§ EXERCISE DETAILS
Look through the entries below for the line that contains "Please locate the apartment", then set down that line and each one after it exactly, through the last.

━━━━━ SUPPLIED RECORDS ━━━━━

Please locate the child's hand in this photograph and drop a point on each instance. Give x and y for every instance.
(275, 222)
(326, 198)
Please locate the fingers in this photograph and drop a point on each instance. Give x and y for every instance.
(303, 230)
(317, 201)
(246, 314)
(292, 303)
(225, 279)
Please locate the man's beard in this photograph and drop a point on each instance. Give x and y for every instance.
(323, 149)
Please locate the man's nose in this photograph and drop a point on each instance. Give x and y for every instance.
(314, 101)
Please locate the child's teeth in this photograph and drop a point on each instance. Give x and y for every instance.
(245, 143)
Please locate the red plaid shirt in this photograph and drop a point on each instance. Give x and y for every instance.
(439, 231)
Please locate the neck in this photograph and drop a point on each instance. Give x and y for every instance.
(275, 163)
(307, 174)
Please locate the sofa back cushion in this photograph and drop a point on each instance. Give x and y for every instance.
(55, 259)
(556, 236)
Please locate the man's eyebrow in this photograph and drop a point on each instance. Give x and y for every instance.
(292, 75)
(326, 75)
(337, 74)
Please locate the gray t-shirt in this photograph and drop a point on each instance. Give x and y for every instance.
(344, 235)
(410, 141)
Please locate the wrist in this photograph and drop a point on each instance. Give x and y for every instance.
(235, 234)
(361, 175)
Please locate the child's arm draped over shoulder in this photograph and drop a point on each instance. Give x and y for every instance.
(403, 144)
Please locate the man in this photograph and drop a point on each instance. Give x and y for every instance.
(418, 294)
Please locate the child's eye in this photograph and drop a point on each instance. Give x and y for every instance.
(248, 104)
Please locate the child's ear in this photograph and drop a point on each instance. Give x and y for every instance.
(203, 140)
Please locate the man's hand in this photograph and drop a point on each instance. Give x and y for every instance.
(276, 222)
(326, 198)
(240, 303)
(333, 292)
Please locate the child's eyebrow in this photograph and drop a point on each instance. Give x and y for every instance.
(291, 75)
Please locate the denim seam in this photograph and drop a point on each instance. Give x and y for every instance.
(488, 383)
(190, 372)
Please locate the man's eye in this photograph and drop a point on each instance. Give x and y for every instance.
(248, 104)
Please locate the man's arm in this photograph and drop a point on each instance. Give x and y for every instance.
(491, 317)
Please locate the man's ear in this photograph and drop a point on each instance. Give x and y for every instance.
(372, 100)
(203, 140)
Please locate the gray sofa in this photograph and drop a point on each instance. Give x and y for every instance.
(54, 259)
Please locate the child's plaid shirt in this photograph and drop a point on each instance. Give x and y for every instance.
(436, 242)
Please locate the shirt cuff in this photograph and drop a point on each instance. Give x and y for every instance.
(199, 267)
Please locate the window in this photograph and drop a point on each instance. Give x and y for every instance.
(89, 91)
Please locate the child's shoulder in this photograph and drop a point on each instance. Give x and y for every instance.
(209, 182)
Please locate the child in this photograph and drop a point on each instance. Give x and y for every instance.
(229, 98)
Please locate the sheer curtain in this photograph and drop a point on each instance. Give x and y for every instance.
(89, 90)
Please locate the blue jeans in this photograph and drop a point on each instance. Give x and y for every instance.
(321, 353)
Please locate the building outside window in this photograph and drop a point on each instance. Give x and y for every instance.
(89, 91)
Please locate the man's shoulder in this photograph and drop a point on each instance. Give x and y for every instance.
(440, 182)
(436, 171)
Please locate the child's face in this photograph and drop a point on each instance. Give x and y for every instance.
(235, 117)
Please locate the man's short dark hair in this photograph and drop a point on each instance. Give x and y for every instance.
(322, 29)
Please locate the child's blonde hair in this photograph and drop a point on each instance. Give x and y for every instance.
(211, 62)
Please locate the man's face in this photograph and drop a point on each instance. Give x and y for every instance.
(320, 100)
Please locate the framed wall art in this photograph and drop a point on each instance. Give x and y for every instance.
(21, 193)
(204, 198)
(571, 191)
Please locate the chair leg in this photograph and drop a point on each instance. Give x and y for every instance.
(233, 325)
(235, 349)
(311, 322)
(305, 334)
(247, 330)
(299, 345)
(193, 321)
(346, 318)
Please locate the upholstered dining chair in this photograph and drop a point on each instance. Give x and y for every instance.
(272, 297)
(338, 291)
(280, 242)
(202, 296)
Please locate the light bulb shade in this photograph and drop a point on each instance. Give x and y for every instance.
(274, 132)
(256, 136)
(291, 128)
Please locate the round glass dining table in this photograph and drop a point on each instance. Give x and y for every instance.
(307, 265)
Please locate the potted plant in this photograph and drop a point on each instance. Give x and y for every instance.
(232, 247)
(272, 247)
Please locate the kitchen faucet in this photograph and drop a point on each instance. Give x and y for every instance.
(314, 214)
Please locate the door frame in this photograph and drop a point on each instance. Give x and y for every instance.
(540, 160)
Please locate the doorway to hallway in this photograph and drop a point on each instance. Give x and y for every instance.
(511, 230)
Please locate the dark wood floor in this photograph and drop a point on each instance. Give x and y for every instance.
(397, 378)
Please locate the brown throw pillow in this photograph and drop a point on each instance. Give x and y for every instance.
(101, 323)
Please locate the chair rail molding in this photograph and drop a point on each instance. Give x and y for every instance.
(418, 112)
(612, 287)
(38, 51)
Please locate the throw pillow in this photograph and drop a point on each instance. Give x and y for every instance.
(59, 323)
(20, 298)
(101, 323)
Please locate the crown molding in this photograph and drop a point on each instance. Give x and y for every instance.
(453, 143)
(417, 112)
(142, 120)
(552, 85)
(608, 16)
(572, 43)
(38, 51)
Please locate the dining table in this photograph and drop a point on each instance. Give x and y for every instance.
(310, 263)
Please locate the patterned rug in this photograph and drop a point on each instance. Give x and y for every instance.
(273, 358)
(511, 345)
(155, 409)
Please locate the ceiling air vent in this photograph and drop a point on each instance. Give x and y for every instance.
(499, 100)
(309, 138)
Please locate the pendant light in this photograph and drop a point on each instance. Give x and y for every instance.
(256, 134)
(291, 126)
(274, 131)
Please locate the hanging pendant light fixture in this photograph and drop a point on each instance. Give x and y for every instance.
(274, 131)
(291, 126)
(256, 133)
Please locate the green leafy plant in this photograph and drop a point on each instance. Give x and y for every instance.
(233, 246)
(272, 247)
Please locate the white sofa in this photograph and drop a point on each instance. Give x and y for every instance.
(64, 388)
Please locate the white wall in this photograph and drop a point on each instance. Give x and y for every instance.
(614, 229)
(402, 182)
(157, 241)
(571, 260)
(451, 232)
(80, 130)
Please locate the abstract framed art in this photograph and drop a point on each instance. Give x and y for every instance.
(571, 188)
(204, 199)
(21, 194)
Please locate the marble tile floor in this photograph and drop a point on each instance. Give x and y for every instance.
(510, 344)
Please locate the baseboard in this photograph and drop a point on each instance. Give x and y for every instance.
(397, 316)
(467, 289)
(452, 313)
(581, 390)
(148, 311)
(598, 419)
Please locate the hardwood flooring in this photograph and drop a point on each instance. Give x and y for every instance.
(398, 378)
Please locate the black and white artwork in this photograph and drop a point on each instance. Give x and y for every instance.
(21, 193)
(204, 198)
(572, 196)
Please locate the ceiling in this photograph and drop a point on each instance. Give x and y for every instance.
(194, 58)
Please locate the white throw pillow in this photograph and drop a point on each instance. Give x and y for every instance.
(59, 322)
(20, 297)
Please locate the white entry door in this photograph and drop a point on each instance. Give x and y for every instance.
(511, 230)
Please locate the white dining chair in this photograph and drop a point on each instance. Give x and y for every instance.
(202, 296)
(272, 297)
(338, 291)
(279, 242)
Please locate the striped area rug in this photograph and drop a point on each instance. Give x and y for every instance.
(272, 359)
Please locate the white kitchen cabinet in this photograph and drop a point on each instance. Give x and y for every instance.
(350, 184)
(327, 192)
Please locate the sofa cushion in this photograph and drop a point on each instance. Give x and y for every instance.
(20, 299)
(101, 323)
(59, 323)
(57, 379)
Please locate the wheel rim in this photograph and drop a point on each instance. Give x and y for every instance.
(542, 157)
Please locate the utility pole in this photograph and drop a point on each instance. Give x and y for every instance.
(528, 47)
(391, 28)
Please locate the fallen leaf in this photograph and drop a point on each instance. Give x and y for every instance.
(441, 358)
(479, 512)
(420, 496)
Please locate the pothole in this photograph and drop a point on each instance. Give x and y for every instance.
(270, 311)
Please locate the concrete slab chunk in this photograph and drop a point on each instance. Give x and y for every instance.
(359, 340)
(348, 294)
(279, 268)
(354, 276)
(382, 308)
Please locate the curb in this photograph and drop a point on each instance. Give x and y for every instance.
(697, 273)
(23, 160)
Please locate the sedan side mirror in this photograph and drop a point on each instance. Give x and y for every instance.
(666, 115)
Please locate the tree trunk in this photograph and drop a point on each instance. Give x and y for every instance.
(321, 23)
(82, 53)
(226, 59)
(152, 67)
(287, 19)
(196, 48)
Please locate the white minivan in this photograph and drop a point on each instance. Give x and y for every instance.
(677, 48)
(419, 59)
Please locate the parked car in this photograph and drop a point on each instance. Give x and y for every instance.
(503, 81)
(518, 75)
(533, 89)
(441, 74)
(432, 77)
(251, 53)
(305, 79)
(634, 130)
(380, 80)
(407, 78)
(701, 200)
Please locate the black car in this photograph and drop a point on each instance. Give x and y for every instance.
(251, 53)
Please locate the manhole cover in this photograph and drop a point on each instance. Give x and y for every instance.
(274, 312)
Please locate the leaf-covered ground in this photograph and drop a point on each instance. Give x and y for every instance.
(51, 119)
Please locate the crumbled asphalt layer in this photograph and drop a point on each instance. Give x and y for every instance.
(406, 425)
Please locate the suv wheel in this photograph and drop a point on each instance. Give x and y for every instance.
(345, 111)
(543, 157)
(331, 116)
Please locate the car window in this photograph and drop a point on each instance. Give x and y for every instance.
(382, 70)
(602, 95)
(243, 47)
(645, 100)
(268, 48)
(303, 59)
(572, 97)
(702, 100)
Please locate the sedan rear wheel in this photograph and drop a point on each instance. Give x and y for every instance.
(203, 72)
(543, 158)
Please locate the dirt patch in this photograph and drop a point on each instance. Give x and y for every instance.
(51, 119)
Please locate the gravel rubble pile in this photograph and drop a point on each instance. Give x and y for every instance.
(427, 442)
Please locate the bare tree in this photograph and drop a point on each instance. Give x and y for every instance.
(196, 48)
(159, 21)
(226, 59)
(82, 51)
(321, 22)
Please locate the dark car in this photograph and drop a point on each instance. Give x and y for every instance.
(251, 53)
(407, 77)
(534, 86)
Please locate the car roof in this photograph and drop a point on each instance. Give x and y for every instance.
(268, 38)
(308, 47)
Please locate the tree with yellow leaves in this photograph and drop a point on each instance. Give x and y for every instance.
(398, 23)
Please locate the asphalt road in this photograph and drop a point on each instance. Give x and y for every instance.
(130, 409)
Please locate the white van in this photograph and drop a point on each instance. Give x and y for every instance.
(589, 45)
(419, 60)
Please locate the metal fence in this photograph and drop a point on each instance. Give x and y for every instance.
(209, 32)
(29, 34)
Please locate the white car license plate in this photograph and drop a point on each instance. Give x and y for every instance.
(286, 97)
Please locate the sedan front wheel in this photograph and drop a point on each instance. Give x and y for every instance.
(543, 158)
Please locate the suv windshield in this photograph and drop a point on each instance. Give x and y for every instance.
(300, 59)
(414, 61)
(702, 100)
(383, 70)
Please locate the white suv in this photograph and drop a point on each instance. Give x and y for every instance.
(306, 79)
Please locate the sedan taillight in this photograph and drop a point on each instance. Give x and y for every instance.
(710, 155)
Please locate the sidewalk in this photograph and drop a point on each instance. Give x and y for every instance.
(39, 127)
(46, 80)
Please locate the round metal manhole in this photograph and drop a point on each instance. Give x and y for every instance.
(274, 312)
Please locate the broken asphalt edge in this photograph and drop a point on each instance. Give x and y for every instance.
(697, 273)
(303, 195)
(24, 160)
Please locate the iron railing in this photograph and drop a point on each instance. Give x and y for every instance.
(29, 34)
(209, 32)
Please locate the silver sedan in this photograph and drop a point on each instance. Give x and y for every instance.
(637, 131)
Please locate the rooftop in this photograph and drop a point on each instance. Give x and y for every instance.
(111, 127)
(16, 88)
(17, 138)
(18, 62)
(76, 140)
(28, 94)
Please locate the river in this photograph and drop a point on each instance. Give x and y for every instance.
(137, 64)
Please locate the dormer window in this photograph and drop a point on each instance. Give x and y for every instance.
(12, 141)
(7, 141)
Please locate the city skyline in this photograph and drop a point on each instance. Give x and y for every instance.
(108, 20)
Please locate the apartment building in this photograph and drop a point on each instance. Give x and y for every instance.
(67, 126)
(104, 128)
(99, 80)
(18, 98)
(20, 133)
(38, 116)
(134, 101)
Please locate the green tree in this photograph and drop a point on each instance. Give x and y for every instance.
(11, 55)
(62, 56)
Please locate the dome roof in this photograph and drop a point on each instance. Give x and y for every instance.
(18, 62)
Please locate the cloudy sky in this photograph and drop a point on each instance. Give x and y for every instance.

━━━━━

§ ANSWER SPACE
Please locate the apartment building in this photograph and drop a point on each instance. Give x and y for every instance.
(67, 126)
(104, 128)
(99, 80)
(18, 98)
(20, 133)
(38, 116)
(134, 101)
Please locate the green tree in this photograph and drop a point on each instance. Give x and y for every instance.
(11, 55)
(62, 56)
Please locate the dome roof in this photograph and drop a point on each instance. Give x and y for every instance.
(18, 62)
Please locate the cloudy sky in this photograph and drop a point on each instance. Give x and y for every instance.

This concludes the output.